● ACTIVITY:
In the forum post, what age is given as the definition of "old"?

─── TEXT UNDER STUDY

And I was in Kyiv remember (and over the Holidays) – a large, metropolitan city so it probably has no relevance to other smaller cities – just for perspective.
...

4.   UW. are still not that much different than the AW (I paid more attention this time).  Sorry, it’s just true.
....
12.   UW (again).  Huge generalization here, but most of the women/girls I met “say” they do not even date Ukrainian or Russian men.  Young or old (old is defined as 35+ btw), it was pretty unanimous that they were content to not have a SO or only dated (infrequently) men from Europe, US, Australia, etc.   Australia seemed to be the most common btw – kind of surprised me.



Not bad Spectris, you'll find that your interpretations will grow and expand the more/longer you are associated with FSUW.  I will comment only on 4 and 12.

4> At the outset, this is true. Not a whole helluva lot of difference when meeting and initially dating -- however, the more time you spend together in a relationship and especially if you dwell in a cohabitational environment for any length of time, you will come to the conclusion that your initial impression could be slightly erroneous!  8)  There are indeed differences - some subtle, some in your face, some off the wall, etc.. but there really are.

I break it down in this simplistic way (so my feeble male mind can extend my survival one day at a time).

──────
─── GIVEN ENTRIES

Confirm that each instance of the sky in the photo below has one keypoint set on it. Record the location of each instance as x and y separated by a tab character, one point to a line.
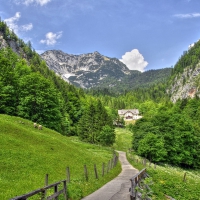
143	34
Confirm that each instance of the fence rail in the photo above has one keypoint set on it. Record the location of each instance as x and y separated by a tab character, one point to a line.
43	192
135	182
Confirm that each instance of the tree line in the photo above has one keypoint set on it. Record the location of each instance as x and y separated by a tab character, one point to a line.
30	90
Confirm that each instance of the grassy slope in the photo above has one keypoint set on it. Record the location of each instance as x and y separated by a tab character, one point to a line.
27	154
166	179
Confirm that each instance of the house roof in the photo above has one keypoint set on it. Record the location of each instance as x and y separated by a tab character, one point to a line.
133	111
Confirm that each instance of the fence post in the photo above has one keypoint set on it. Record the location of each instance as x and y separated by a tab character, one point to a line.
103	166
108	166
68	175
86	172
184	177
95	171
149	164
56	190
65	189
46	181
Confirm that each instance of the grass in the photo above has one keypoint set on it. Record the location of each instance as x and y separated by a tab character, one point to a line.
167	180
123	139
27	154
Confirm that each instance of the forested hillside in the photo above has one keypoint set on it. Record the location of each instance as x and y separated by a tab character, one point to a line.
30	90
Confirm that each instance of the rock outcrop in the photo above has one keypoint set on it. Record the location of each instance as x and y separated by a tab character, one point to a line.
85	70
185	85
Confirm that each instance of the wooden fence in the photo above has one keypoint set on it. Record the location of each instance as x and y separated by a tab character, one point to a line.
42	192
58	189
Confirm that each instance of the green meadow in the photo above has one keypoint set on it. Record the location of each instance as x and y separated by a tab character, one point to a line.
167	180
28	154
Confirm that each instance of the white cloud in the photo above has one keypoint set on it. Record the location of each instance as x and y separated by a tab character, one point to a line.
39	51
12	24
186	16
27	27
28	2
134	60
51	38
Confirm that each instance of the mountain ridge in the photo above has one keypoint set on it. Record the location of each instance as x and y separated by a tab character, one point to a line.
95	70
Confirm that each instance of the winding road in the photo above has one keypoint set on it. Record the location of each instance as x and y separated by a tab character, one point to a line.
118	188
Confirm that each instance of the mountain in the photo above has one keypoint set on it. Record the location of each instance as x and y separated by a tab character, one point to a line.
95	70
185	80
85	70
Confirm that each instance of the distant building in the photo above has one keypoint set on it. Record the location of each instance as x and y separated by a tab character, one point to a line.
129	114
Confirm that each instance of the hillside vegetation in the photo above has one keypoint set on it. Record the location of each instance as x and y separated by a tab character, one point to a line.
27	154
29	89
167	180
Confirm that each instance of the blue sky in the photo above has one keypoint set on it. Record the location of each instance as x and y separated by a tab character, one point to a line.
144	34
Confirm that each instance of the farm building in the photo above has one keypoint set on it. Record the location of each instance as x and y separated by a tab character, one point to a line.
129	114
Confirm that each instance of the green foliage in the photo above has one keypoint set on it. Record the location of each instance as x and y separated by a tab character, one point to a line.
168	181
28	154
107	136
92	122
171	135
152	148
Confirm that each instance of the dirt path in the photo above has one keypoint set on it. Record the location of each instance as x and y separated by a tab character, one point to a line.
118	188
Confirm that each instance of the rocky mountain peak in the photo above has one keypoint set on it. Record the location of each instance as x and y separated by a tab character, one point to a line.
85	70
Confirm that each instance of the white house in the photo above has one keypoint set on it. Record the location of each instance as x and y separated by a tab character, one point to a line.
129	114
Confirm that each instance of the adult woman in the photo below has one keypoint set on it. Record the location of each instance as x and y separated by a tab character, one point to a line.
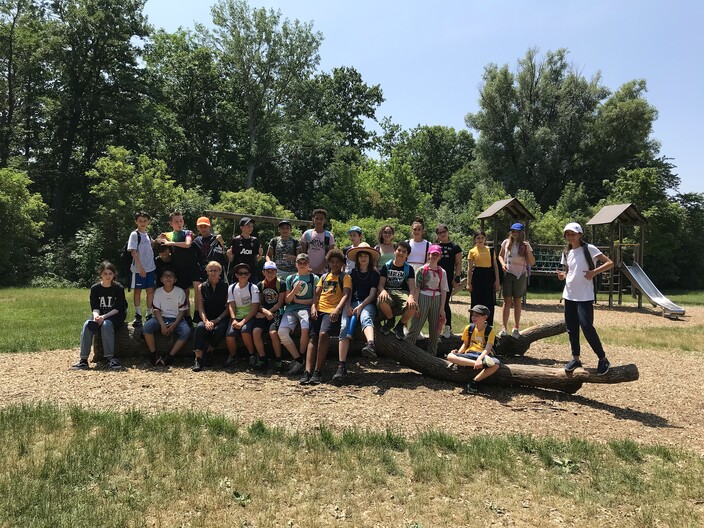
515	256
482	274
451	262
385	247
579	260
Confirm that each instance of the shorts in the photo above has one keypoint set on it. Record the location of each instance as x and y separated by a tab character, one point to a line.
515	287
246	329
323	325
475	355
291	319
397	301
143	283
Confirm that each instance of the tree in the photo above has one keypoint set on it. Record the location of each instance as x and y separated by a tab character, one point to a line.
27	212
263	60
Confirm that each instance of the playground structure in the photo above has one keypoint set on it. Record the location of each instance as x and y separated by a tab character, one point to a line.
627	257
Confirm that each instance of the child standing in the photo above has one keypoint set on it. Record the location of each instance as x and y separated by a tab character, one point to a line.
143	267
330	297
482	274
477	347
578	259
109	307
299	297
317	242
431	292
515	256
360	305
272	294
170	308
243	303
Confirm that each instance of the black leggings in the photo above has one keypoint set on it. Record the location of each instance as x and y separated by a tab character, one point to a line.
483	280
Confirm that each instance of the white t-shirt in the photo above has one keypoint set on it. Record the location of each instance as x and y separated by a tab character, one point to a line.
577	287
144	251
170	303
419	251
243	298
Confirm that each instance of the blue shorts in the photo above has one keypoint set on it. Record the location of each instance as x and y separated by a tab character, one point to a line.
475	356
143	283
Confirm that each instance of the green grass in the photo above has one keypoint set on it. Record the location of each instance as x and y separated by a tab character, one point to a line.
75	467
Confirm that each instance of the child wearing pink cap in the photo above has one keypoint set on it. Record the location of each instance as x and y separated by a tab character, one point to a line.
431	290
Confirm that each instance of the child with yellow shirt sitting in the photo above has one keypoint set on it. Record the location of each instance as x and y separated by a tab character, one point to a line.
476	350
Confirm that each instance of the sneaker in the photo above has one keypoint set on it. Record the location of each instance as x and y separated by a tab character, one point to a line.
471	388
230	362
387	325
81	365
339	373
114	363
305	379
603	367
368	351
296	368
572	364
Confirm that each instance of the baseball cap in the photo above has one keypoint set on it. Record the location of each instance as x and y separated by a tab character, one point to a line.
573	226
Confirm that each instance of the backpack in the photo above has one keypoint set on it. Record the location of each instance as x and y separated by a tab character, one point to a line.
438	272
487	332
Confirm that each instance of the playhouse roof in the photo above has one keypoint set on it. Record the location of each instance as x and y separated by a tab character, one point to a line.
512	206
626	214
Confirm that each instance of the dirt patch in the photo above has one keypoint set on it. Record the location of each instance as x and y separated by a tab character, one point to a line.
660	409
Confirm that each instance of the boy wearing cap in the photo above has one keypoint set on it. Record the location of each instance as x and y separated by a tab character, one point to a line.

──────

● RESPONSE BOX:
35 and older.